(Records)
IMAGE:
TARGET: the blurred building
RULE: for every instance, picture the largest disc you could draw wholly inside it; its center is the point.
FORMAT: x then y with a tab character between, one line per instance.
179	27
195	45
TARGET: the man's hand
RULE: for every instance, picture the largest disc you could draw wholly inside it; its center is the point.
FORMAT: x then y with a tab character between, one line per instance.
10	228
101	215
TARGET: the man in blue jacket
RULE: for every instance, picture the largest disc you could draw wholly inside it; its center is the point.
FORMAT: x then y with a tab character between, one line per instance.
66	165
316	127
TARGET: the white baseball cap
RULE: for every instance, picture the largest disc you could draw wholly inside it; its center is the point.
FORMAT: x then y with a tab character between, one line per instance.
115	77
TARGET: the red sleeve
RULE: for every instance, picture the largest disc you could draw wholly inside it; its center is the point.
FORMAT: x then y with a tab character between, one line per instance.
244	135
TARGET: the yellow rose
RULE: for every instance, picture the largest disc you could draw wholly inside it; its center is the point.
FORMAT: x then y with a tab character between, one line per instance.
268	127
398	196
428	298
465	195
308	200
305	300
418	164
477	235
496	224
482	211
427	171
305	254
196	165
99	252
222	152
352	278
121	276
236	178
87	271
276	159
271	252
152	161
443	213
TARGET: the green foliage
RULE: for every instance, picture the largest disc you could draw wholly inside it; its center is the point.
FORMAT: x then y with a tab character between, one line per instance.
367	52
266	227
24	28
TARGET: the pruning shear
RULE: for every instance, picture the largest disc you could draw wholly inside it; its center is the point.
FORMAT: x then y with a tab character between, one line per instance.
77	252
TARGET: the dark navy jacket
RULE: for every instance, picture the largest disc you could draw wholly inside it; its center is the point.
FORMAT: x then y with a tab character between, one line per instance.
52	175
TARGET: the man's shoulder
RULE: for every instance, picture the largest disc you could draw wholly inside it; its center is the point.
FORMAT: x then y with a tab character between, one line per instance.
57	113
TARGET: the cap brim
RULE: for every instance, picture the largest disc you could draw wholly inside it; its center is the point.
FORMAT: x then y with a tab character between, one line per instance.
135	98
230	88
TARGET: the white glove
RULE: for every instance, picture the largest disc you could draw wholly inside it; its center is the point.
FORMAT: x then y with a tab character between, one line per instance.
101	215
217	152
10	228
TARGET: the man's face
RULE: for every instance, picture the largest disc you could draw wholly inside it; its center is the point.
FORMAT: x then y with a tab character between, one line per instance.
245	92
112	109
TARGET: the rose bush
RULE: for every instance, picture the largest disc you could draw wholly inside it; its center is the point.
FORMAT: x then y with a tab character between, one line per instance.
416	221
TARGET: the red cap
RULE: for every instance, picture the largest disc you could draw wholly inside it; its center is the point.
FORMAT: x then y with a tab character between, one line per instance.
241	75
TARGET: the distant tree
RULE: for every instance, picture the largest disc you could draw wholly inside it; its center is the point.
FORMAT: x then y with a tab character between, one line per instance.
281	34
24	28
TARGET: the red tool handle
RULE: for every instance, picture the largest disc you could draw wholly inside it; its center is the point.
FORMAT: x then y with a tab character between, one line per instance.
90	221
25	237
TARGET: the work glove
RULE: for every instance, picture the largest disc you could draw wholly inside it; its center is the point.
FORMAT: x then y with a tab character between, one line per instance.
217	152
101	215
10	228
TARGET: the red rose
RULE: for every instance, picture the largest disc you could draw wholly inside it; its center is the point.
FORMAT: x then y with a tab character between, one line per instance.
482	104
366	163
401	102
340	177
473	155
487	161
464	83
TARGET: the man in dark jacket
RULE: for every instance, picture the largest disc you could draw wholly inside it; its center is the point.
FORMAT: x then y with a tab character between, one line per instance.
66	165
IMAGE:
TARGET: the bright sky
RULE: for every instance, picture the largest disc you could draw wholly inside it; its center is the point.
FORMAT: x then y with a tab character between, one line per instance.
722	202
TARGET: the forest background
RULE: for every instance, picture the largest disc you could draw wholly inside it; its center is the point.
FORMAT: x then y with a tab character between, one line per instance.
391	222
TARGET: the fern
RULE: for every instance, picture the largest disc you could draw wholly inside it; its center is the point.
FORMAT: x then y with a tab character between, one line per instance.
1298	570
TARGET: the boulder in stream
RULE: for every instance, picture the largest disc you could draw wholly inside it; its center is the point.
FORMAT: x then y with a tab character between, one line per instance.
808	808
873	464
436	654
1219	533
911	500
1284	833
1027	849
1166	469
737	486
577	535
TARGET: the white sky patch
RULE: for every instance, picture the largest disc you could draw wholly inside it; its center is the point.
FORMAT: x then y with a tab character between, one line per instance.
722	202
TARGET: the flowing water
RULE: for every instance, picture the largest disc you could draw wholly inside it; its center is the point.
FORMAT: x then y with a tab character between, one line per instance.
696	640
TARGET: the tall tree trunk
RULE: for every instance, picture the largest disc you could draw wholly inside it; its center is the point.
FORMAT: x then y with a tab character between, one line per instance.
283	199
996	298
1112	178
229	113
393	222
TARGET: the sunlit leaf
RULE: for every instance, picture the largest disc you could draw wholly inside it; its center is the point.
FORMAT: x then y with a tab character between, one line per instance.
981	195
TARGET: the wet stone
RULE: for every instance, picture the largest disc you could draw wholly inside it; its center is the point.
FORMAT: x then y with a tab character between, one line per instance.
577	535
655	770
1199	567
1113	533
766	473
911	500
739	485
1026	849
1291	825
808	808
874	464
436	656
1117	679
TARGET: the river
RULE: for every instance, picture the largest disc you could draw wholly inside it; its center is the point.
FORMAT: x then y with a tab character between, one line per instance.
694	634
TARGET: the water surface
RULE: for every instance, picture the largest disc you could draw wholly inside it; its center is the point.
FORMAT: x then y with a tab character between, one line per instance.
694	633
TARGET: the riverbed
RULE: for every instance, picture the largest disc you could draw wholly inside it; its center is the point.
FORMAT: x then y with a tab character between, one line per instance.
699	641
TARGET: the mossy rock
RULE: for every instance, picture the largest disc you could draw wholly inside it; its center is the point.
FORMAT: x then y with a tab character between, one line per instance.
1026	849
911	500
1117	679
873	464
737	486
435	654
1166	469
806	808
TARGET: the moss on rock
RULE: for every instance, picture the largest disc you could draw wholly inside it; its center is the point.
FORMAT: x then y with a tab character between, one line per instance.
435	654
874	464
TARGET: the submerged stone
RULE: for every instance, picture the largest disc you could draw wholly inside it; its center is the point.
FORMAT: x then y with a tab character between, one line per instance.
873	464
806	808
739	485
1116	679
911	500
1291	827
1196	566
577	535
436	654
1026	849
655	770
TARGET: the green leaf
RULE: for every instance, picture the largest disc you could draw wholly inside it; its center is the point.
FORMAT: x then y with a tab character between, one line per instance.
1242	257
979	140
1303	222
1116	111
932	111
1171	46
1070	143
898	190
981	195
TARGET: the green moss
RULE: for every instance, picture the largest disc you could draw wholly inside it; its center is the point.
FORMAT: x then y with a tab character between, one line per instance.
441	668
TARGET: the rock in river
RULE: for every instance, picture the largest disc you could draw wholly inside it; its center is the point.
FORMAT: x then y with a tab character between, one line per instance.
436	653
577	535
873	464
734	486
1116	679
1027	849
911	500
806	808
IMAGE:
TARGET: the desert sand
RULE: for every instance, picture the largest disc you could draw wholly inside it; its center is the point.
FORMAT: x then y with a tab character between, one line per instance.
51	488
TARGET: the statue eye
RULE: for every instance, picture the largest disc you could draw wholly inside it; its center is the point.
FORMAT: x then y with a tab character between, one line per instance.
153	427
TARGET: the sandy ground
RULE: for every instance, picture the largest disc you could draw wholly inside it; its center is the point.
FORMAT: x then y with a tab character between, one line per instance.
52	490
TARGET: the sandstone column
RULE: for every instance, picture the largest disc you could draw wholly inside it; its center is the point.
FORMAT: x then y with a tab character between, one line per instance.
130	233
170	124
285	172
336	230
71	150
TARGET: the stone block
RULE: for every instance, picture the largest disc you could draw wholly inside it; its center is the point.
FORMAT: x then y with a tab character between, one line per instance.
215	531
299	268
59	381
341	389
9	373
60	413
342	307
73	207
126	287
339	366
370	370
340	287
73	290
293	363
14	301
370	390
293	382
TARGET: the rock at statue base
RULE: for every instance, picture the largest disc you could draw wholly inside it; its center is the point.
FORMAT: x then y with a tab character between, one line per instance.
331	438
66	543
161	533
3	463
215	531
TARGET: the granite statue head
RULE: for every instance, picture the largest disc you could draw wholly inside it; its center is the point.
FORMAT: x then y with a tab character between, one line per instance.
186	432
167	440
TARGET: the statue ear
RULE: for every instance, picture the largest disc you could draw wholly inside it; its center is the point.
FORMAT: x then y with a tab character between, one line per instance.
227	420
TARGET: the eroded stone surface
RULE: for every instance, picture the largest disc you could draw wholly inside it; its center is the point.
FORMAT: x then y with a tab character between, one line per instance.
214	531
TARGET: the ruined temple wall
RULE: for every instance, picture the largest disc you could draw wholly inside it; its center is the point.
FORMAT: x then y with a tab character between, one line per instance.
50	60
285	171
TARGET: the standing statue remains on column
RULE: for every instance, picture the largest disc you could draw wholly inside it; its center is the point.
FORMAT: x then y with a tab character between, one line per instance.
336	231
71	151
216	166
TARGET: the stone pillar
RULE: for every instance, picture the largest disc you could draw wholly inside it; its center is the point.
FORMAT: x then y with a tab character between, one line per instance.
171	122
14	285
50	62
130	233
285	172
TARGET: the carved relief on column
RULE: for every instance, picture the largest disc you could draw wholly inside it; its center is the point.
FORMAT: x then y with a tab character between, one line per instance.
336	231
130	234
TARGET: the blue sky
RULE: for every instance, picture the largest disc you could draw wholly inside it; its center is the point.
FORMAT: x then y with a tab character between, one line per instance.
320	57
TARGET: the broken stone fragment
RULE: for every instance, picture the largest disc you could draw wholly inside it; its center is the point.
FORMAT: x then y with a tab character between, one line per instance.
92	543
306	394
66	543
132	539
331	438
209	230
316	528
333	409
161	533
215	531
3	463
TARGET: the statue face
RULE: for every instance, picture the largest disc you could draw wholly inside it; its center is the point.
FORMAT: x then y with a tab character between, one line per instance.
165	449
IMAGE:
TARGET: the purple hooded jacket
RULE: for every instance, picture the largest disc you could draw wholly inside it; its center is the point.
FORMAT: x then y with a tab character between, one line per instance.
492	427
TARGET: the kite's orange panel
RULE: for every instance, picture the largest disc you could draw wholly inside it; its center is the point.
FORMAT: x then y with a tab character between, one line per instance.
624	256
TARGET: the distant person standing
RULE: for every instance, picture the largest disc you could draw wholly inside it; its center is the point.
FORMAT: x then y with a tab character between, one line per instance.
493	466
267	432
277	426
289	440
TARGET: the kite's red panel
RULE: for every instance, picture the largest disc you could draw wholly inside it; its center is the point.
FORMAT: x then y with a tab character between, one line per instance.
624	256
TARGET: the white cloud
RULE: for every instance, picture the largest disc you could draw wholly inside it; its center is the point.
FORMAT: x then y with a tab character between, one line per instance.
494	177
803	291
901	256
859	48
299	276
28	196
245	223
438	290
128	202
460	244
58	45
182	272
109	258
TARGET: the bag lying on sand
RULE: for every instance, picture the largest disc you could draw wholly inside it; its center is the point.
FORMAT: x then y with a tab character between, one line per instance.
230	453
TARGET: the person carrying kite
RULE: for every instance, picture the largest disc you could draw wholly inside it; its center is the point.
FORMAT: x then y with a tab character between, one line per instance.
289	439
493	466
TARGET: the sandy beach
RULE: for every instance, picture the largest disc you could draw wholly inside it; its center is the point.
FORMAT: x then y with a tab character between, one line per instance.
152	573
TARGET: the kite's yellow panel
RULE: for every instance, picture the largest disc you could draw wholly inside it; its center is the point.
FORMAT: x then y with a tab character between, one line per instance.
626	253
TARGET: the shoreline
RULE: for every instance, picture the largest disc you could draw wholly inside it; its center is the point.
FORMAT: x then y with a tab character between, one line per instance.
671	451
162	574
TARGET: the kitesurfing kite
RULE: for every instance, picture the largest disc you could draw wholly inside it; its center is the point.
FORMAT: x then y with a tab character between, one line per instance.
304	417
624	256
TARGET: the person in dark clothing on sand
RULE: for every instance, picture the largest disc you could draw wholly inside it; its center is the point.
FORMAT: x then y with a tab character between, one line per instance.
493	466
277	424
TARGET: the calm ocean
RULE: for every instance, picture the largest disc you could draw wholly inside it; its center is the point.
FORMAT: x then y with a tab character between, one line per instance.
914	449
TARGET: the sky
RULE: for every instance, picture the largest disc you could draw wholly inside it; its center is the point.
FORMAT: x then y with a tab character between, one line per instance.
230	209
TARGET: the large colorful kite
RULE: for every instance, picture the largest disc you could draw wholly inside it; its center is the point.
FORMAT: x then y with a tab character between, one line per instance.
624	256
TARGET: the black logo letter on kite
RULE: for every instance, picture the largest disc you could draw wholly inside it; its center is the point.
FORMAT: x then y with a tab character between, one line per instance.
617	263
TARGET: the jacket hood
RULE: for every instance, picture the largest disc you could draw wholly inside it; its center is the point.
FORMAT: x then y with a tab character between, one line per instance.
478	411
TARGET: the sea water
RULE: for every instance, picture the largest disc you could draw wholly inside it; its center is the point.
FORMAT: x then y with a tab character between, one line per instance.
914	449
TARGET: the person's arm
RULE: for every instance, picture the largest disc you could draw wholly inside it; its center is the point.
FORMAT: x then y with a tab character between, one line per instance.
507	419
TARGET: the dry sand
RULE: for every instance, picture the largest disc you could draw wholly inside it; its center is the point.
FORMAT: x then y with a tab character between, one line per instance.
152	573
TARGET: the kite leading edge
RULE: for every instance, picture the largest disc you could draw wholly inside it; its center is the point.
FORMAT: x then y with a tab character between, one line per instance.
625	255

#### [Task objective]
Everything from the line containing "TARGET: the person's arm" to the end of the records must be written out exactly; include both of those lines and no others.

#### [Exercise result]
TARGET: the person's arm
RULE: for every instance, picture the largest disc you could draw wholly inside it; its center is the point.
FORMAT: x then y with a tab character between, one line per instance.
507	419
TARGET: the dry sand
RULE: for every instance, picture the largest disc you could draw wholly inside it; its center is the point.
FORMAT: x then y with a tab character between, one line per instance.
152	573
TARGET: the kite leading edge
RULE: for every instance, picture the largest disc you could draw wholly inside it; its center is the point.
FORMAT: x then y with a tab character between, one line per instance.
625	255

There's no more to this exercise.